:: DATA ROWS

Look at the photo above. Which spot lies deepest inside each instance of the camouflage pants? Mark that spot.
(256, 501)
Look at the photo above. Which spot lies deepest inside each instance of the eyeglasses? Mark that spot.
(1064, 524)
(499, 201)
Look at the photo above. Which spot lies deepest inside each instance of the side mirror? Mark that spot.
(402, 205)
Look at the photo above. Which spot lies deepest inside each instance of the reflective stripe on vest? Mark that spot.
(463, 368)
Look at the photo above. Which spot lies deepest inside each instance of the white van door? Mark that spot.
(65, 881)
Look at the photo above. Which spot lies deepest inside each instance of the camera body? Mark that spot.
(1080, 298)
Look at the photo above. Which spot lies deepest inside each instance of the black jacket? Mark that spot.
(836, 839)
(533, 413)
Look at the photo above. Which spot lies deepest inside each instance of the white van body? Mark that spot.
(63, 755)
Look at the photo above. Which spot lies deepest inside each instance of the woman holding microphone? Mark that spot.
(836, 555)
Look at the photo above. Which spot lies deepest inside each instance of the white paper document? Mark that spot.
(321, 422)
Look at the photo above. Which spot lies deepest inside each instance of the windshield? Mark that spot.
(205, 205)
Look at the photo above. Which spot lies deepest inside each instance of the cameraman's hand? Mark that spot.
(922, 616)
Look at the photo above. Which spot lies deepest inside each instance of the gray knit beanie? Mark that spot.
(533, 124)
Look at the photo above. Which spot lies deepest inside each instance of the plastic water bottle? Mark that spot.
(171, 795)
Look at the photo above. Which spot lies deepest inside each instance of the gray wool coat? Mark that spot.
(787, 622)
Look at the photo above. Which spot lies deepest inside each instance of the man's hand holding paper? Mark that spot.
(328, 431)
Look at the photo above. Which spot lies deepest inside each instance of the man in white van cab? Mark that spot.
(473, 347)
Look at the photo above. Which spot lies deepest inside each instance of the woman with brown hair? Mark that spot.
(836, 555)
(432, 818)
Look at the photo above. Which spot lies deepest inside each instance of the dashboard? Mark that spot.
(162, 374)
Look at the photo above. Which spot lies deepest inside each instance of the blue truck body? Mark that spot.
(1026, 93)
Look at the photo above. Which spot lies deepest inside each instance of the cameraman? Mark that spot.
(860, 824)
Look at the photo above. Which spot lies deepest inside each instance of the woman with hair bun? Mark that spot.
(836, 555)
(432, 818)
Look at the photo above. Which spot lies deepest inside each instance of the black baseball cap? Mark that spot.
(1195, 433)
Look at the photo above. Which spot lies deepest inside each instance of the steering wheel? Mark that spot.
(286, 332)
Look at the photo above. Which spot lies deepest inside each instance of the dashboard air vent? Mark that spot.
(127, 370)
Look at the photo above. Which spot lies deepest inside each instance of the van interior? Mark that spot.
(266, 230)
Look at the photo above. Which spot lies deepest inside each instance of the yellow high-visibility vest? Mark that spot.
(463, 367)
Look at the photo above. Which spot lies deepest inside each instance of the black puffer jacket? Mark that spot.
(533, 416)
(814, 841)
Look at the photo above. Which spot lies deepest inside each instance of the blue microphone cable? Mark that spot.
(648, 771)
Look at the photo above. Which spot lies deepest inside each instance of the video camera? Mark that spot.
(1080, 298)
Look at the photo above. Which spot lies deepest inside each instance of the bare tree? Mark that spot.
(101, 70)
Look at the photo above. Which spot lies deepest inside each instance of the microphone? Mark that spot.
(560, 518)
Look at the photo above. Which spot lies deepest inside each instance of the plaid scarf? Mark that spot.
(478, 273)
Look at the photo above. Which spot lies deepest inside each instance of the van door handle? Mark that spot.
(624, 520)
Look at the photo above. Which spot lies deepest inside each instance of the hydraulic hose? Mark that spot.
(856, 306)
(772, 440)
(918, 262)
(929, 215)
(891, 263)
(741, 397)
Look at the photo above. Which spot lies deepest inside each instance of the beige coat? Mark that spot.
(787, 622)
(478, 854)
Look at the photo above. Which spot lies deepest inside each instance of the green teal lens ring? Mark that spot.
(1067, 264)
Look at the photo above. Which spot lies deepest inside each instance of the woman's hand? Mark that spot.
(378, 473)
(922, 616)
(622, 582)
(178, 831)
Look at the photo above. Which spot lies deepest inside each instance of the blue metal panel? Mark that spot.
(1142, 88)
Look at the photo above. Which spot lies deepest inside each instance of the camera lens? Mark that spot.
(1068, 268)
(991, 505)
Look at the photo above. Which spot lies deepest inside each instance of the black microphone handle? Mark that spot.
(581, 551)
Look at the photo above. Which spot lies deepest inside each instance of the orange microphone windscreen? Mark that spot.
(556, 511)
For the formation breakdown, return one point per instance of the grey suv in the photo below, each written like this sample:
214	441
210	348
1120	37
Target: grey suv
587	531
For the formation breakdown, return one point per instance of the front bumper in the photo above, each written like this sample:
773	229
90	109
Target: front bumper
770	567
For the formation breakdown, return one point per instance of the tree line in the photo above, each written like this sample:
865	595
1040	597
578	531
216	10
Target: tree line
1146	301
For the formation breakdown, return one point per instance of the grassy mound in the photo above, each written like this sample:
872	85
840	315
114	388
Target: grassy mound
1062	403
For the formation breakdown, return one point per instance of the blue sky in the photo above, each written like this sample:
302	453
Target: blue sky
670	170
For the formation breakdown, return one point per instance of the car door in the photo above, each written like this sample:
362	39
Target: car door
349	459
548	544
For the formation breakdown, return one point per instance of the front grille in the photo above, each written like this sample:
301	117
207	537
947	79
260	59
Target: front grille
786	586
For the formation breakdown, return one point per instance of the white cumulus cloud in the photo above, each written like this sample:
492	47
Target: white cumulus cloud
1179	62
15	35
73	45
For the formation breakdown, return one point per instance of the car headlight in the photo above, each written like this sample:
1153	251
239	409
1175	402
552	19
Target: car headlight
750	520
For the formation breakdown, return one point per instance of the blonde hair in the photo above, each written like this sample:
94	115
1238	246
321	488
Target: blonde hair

::::

- [INSTRUCTIONS TO FOLLOW] Extract the full listing above without alteration.

- [WORKED SOLUTION]
Look at the photo above. Which spot lies deepest inside each instance of the camouflage pants? Mark that spot.
(256, 501)
Look at the photo above. Which spot lies deepest inside each instance of the eyeglasses? Mark that spot.
(1064, 524)
(499, 201)
Look at the photo above. Which spot lies deepest inside each instance of the side mirror? Mark that spot.
(402, 205)
Look at the photo above. Which spot lies deepest inside each instance of the reflective stripe on vest? Mark that spot.
(463, 368)
Look at the photo above. Which spot lies deepest inside each instance of the white van door? Mark that spot.
(65, 881)
Look at the photo above. Which spot lies deepest inside each instance of the camera body? Mark that spot.
(1080, 298)
Look at the photo above. Which spot lies deepest inside each instance of the black jacket? Mark that spot.
(836, 839)
(533, 413)
Look at the photo above. Which spot lies deepest inside each instance of the white van body? Mark that spot.
(63, 755)
Look at the photo above. Which spot lies deepest inside each instance of the woman holding microphone? Mark that spot.
(836, 555)
Look at the photo above. Which spot lies deepest inside each instance of the white paper document? Mark that spot.
(321, 422)
Look at the photo above. Which spot lies deepest inside each instance of the windshield? Mark that spot.
(205, 205)
Look at the photo above. Which spot lies deepest inside each instance of the cameraman's hand? Mark that spot.
(922, 616)
Look at the photo above. Which spot lies deepest inside each instance of the gray knit beanie? Mark that spot.
(533, 124)
Look at the photo above. Which spot lies deepest inside each instance of the plastic water bottle? Mark that spot.
(171, 795)
Look at the photo above. Which spot lies deepest inside each instance of the gray wool coat? Mark that spot.
(787, 622)
Look at the photo above. Which spot lies deepest inside each instance of the man's hand holding paper? Mark that spot.
(328, 431)
Look at the photo above. Which spot lies deepest inside each instance of the man in white van cab? Mark that spot.
(473, 347)
Look at the photo above. Which spot lies deepest inside each instance of the woman with brown hair? Mark that spot.
(836, 555)
(432, 818)
Look at the photo above. Which spot lies deepest inside each instance of the dashboard? Mark that spot.
(162, 374)
Look at the photo above. Which spot lies deepest inside each instance of the blue truck body? Mark that spot.
(1026, 93)
Look at the photo above. Which spot lies deepest inside each instance of the cameraman? Mark that spot.
(860, 824)
Look at the photo above. Which spot lies deepest inside each instance of the woman with hair bun? Mark that spot.
(836, 555)
(432, 818)
Look at the photo above. Which spot lies deepest inside each instance of the black baseball cap? Mark that spot.
(1195, 433)
Look at the photo above. Which spot lies deepest inside each instance of the steering wheel? Mark that spot.
(286, 332)
Look at the photo above. Which spot lies deepest inside each instance of the dashboard air vent? Mark that spot.
(127, 370)
Look at the photo above. Which spot lies deepest inside each instance of the van interior? Mark that spot.
(266, 230)
Look at the photo above. Which spot lies deepest inside each instance of the yellow high-visibility vest? Mark that spot.
(463, 367)
Look at the photo above. Which spot lies deepest inside each instance of the black puffer jacket? Mark that spot.
(533, 416)
(814, 841)
Look at the photo above. Which spot lies deepest inside each instance of the blue microphone cable? Mark that spot.
(648, 771)
Look at the photo above. Which spot lies deepest inside each instance of the video camera? Mark that spot.
(1080, 298)
Look at the photo above. Which spot lies deepest inside each instance of the bare tree? Mark that spot.
(101, 70)
Look at the photo above. Which spot lies deepest inside each instance of the microphone? Mark that spot.
(560, 518)
Look at the photo above. Which spot lies deepest inside each instance of the plaid scarf? Mark that spot.
(478, 273)
Look at the photo above. Which spot lies deepest inside each instance of the van door handle? Mark that spot.
(624, 520)
Look at the photo above. Which spot lies deepest inside each instance of the hydraulic hose? Mark that spot.
(856, 306)
(772, 440)
(918, 262)
(929, 215)
(891, 263)
(741, 397)
Look at the photo above. Which spot lies deepest inside each instance of the beige coat? Mark that spot.
(787, 622)
(478, 854)
Look at the photo above. Which spot lies deepest inside each instance of the green teal lens ring? Mark that spot.
(1067, 264)
Look at the photo above. Which spot lies deepest inside each instance of the woman's hand? Mark that spot.
(378, 473)
(922, 616)
(622, 582)
(178, 831)
Look at the photo above. Which spot lies deepest inside each instance of the blue metal panel? Mark that spot.
(1142, 88)
Look at the photo above. Which spot lies deepest inside each instance of the camera lens? Mark that spot.
(1068, 268)
(991, 505)
Look at the photo above. Which spot lies deepest inside each instance of the black microphone handle? Mark that spot.
(581, 551)
Look at the photo above. Which spot lies deepest inside each instance of the orange microphone windscreen? Mark that spot.
(556, 511)
For the formation breakdown, return one point per instance of the grey suv in the photo below, each written like this sample:
214	441
210	348
1120	37
Target: grey suv
587	531
For the formation breakdown, return one point per instance of the front bumper in the photo above, each written like this sample:
773	229
90	109
Target: front bumper
770	567
For the formation breakdown, return one point per instance of the tree line in the photo above, each written like this sample:
865	595
1040	597
578	531
216	10
Target: tree line
1146	301
For the formation breakdown, return one point per instance of the grassy mound in the photo above, each written like this sample:
872	85
840	315
114	388
Target: grassy mound
1062	403
For the formation breakdown, return one point per instance of the blue sky in the photo above, each written like this sample:
302	453
Target: blue sky
670	170
For the formation breakdown, return one point per instance of the car door in the photo above, each written like this sample:
362	39
Target: car door
349	459
548	544
For the formation breakdown, return one point per instance of the front grille in the photo above, each written like this sample:
301	117
207	537
947	79
260	59
Target: front grille
786	586
For the formation breakdown, return one point per instance of the white cumulus cloud in the photo above, each written like this sample:
492	47
Target: white cumulus cloud
1179	62
15	35
73	45
For the formation breakdown, return one point per instance of the car headlight in the photo above, each written like this sample:
1153	251
239	409
1175	402
552	19
Target: car headlight
750	520
For the formation breakdown, return one point per instance of the blonde hair in the photo above, each written like this sample:
94	115
1238	246
321	488
Target: blonde hair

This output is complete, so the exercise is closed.